#### OBJECTIVE
Lay out everything from the start of the entries below down to the line containing "point(1129, 390)" as a two-column CSV with the header entry_text,answer. Give one row per entry, put each value in a single double-quoted field, and turn its line breaks into spaces.

* BEGIN RECORDS SHOWN *

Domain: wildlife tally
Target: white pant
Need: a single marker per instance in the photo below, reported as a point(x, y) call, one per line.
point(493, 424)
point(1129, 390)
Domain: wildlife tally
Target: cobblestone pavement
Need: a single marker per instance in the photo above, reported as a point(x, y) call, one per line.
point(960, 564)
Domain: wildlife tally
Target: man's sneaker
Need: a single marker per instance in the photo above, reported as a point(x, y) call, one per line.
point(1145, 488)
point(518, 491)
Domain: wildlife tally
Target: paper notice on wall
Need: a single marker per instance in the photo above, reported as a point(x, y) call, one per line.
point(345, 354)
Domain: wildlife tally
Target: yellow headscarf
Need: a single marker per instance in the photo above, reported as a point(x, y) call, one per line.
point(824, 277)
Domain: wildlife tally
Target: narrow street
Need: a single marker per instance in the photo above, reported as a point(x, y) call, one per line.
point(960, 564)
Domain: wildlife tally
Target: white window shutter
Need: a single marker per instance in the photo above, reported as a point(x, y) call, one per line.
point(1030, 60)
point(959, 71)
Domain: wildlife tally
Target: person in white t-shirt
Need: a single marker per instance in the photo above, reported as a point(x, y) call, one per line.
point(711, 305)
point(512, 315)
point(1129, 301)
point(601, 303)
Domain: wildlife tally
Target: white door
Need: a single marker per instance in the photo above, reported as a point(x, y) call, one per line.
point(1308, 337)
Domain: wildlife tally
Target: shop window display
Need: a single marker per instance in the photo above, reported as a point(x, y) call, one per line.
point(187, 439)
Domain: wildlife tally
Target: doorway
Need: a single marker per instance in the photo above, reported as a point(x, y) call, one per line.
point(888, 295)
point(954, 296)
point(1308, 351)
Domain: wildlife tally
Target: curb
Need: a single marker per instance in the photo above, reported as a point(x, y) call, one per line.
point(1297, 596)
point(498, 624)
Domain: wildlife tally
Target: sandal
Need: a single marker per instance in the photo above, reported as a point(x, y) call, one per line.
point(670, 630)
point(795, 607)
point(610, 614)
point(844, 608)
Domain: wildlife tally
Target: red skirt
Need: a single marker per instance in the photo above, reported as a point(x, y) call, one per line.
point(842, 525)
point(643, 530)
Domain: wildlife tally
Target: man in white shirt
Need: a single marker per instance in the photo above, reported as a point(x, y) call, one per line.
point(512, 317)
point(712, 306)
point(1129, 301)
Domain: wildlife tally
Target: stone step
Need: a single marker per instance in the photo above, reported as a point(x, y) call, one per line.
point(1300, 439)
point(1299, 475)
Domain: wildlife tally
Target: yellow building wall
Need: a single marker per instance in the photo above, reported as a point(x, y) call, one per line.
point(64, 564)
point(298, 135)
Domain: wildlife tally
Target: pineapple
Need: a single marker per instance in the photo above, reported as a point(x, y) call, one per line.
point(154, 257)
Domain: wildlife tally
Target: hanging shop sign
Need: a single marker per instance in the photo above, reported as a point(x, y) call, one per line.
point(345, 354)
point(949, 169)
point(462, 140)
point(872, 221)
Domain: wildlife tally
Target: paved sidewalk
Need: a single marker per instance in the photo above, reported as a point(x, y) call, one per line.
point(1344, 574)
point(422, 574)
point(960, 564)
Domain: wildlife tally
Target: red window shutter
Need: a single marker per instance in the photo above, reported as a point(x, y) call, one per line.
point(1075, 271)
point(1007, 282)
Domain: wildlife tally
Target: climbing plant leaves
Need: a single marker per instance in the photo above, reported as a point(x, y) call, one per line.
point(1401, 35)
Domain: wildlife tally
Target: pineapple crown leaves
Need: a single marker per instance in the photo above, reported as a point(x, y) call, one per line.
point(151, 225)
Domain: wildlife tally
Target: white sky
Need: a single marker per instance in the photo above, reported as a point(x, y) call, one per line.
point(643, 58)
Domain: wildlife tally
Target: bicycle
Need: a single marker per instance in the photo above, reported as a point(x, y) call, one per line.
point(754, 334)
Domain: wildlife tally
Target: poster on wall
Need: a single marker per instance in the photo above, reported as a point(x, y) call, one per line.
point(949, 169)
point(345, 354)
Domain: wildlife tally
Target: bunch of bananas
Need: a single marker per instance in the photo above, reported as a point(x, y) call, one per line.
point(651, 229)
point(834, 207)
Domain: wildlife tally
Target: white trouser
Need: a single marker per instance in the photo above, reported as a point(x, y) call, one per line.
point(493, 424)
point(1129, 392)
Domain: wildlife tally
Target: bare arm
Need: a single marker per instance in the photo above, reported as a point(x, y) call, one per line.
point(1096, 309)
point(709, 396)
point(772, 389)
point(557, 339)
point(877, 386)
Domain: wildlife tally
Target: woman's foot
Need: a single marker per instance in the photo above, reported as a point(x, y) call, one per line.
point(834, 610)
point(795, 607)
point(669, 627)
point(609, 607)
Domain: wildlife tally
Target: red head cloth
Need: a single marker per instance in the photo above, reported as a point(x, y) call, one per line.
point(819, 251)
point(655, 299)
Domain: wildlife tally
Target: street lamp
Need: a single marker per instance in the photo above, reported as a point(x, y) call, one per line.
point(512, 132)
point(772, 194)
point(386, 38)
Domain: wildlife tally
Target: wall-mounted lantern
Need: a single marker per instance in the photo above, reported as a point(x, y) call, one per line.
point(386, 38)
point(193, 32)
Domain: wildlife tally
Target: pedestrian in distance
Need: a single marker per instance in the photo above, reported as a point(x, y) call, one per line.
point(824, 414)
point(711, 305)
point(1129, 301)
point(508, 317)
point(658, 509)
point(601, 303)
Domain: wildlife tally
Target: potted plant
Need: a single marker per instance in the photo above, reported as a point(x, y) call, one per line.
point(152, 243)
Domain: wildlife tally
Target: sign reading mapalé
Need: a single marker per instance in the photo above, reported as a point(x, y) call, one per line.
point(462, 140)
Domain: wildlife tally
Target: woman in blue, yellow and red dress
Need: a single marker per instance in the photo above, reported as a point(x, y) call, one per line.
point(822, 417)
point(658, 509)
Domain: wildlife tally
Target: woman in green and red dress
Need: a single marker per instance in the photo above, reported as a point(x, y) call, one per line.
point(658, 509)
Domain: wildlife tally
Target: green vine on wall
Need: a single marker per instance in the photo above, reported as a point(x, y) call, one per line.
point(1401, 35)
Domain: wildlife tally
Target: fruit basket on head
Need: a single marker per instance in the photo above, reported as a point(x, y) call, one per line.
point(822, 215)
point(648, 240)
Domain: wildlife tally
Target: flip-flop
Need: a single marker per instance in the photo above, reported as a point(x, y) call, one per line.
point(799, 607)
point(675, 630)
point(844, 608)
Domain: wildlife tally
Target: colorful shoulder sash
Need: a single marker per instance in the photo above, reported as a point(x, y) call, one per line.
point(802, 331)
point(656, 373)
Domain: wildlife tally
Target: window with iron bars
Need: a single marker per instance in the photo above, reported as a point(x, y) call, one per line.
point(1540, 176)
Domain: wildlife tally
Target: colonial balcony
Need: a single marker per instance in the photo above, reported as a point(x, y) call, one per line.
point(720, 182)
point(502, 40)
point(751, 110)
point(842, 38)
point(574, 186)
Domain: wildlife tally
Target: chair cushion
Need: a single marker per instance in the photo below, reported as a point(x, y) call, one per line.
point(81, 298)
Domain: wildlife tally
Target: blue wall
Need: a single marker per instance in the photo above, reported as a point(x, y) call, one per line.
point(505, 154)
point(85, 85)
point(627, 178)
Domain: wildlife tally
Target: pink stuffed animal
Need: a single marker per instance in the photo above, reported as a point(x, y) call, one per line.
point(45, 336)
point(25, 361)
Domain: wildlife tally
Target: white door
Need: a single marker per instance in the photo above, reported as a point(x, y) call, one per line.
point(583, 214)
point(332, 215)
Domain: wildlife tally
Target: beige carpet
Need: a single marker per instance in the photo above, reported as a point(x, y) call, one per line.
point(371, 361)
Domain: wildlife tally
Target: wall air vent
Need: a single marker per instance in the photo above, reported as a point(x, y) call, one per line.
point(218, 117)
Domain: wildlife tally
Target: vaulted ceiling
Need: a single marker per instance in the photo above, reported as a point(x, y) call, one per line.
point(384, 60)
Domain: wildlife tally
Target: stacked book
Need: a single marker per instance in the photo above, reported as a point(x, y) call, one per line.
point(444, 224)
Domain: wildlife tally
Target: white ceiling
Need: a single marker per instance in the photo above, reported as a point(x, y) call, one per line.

* END RECORDS SHOWN *

#### COMPLETED EXERCISE
entry_text,answer
"Domain: wildlife tally Target: white pant Need: a single marker per instance in the photo below, reported as a point(x, y) call, one per line.","point(493, 424) point(1129, 390)"